(PROBLEM STATEMENT)
The answer should consist of all the entries, repeated word for word.
::: EXTRACTED MATERIAL
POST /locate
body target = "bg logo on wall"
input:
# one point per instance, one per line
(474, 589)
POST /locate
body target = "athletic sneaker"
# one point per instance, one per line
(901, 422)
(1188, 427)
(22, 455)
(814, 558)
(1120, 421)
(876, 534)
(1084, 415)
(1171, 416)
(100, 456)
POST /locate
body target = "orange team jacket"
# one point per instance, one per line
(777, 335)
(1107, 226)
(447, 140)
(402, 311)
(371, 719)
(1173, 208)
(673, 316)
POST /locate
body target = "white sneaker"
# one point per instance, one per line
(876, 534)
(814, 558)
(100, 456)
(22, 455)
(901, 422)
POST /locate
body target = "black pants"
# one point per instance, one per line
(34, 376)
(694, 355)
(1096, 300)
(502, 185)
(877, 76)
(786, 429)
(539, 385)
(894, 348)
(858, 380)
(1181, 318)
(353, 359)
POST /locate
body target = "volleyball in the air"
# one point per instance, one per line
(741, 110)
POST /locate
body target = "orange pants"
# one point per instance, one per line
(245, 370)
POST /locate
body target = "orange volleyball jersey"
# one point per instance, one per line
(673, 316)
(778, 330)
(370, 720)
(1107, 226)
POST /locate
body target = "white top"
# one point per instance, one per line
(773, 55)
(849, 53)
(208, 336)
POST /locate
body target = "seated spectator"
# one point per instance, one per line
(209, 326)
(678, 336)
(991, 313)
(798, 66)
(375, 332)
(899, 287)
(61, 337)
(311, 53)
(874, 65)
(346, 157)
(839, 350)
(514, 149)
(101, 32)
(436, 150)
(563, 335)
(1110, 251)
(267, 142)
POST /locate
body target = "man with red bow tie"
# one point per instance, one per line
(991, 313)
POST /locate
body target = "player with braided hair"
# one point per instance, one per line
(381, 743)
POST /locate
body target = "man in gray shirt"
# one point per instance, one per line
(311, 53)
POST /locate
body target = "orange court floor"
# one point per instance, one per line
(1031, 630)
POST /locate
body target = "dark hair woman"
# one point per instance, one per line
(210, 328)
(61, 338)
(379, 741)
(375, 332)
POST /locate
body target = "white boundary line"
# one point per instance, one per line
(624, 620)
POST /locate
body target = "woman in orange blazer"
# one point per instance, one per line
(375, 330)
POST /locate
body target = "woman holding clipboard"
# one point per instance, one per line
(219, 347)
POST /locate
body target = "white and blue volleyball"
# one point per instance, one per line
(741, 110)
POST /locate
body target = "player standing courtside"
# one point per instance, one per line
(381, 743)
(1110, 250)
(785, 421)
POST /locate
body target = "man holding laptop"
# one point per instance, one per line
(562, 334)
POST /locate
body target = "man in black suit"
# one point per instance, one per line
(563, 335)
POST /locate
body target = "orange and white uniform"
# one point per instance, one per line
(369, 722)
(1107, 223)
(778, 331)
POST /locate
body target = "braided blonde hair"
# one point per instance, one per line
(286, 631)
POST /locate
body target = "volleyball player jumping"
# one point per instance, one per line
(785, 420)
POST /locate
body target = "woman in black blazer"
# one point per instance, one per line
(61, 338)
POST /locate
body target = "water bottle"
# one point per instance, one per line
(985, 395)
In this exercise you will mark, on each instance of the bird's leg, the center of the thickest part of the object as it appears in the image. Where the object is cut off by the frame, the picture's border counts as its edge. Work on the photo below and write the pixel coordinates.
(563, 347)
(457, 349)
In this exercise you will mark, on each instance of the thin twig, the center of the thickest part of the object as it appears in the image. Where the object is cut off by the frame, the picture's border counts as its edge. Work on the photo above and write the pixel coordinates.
::::::
(REPLY TO THE TASK)
POST /locate
body target = "bg logo on wall"
input:
# one point per instance, one per line
(474, 589)
POST /locate
body target = "athletic sneaker"
# one point per instance, one per line
(901, 422)
(1188, 427)
(22, 455)
(814, 558)
(1120, 421)
(876, 534)
(1084, 415)
(1171, 416)
(100, 456)
POST /locate
body target = "orange team jacket"
# one point per instance, one per line
(777, 335)
(1107, 226)
(447, 140)
(402, 311)
(371, 719)
(1173, 208)
(673, 316)
POST /locate
body target = "white sneaker"
# one point per instance, one per line
(876, 534)
(814, 558)
(100, 456)
(22, 455)
(901, 422)
POST /locate
body target = "black pants"
# one point per instance, one per line
(34, 376)
(694, 355)
(1096, 300)
(502, 185)
(877, 76)
(786, 429)
(539, 385)
(894, 348)
(858, 380)
(1181, 318)
(353, 359)
POST /locate
body target = "volleyball in the air"
# one point per instance, one per line
(741, 110)
POST /locate
body target = "orange pants"
# one point per instance, one per line
(245, 370)
POST /locate
body target = "orange volleyball jersey"
# one point per instance, one per line
(673, 316)
(778, 330)
(370, 720)
(1107, 226)
POST /locate
body target = "white top"
# one point per instance, one per line
(773, 55)
(849, 53)
(208, 336)
POST /locate
body target = "seated spectator"
# one point per instance, one per line
(209, 326)
(678, 336)
(991, 313)
(798, 66)
(375, 332)
(899, 287)
(61, 337)
(311, 53)
(874, 65)
(346, 157)
(839, 350)
(514, 149)
(101, 32)
(436, 150)
(563, 335)
(1110, 251)
(267, 142)
POST /locate
body target = "man with red bow tie"
# one point per instance, one per line
(991, 313)
POST /locate
body target = "player with braided hair"
# one point per instance, one per line
(381, 743)
POST /locate
body target = "man in gray shirt"
# one point per instance, one per line
(311, 53)
POST /locate
body target = "orange court floor"
# one point per instance, one per line
(1031, 630)
POST /locate
body target = "dark hair woman"
# one point per instance, one per line
(210, 328)
(61, 338)
(379, 741)
(375, 332)
POST /locate
body target = "white boundary line"
# one point per instance, one per line
(624, 620)
POST /locate
body target = "woman in orange blazer"
# one point per instance, one per line
(375, 330)
POST /locate
body target = "woman holding clipboard"
# one point per instance, one per line
(219, 347)
POST /locate
body target = "white and blue volleyball"
# one point per instance, one per line
(741, 110)
POST /locate
body target = "player standing courtside"
# one point per instance, one per line
(381, 743)
(1110, 250)
(785, 421)
POST /locate
body target = "man holding laptop"
# one point per instance, one per line
(562, 334)
POST /locate
body target = "man in black suit"
# one point per instance, one per line
(563, 335)
POST /locate
body target = "orange and white uniform"
# one point per instance, one per line
(369, 722)
(1107, 223)
(778, 331)
POST /locate
body target = "braided blonde hair"
# one point per instance, one per line
(286, 631)
POST /locate
body target = "volleyball player jumping"
# one point per instance, one per line
(785, 420)
POST /locate
body target = "woman in black blazer"
# one point per instance, one per line
(61, 338)
POST /locate
body target = "water bottle"
# one point per instance, one per line
(985, 395)
In this exercise you will mark, on each instance of the bird's leg, the center of the thickest part of the object as it appears in the image. Where the object is cut off by the frame, the picture's border counts as its edge. Work on the photo below and write the pixel coordinates.
(563, 347)
(457, 349)
In this exercise you will mark, on each instance of the thin twig, the center of the thickest part of the object as it appears in the image. Where the object is cut off by the frame, the picture's border counts as its edge. Work on the photo above and write the pixel coordinates.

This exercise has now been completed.